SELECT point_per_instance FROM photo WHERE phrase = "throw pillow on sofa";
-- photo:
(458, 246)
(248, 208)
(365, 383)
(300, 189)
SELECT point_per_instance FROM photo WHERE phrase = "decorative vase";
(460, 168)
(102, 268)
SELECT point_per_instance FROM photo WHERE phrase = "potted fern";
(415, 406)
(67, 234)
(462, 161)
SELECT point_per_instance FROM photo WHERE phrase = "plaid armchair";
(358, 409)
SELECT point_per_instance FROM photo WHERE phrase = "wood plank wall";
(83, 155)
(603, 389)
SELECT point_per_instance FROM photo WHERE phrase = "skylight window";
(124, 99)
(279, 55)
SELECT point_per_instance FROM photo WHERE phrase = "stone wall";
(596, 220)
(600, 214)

========================

▸ **WHAT IS BEING ASKED**:
Retype the entries one by one, exactly.

▸ **OUTPUT**:
SELECT point_per_instance FROM photo WHERE phrase = "throw pillow on sofa";
-- photo:
(458, 246)
(248, 208)
(365, 383)
(300, 189)
SELECT point_per_instance FROM photo WHERE phrase = "decorative vase";
(460, 168)
(102, 268)
SELECT point_per_instance FROM photo WHERE phrase = "potted fern";
(415, 406)
(67, 234)
(462, 161)
SELECT point_per_instance FROM photo WHERE phrase = "plaid armchair";
(358, 409)
SELECT point_per_instance FROM photo WHERE phrase = "wood plank wall";
(83, 155)
(603, 389)
SELECT point_per_instance FROM photo WHERE phrase = "skylight window";
(124, 99)
(279, 55)
SELECT point_per_instance FROM photo WHERE phrase = "stone wall";
(596, 220)
(600, 214)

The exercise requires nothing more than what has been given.